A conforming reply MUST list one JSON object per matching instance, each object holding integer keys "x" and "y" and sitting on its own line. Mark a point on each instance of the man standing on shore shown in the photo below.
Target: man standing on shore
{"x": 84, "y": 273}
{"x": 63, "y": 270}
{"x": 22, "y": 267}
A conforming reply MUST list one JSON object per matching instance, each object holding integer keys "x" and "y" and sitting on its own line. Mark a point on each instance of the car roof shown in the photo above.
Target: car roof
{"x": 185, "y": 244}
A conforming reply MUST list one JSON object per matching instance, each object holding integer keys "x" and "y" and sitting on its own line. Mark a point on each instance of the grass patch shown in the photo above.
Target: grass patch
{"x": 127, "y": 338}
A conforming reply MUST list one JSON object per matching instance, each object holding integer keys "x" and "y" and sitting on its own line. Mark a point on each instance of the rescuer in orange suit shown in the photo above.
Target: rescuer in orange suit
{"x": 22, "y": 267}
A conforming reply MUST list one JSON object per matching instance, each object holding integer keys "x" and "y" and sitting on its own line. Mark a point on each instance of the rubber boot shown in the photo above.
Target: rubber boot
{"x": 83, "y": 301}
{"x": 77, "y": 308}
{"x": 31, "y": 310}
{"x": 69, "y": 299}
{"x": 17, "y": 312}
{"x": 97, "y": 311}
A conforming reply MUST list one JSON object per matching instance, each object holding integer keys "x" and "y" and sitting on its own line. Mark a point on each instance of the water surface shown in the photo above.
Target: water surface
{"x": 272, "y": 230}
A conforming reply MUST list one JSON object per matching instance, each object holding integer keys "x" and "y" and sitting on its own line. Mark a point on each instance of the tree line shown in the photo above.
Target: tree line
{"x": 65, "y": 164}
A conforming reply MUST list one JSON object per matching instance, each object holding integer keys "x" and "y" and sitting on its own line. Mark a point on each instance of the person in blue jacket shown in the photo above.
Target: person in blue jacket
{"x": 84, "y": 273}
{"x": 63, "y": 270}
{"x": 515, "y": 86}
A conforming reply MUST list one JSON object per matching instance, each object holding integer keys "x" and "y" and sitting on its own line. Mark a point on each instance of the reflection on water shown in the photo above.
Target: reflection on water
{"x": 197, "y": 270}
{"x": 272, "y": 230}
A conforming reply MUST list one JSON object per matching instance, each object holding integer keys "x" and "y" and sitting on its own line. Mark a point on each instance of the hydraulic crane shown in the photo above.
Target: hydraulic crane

◆ **WHAT THE EXERCISE ASKS**:
Filter the listing above so that only lines holding the word "crane" remain, and report those lines.

◆ **ANSWER BOX**:
A conforming reply MUST list one JSON object per matching instance, each object holding integer keys "x" and "y" and sitting on its own line. Mark a point on each instance of the hydraulic crane shown in the photo above.
Target: hydraulic crane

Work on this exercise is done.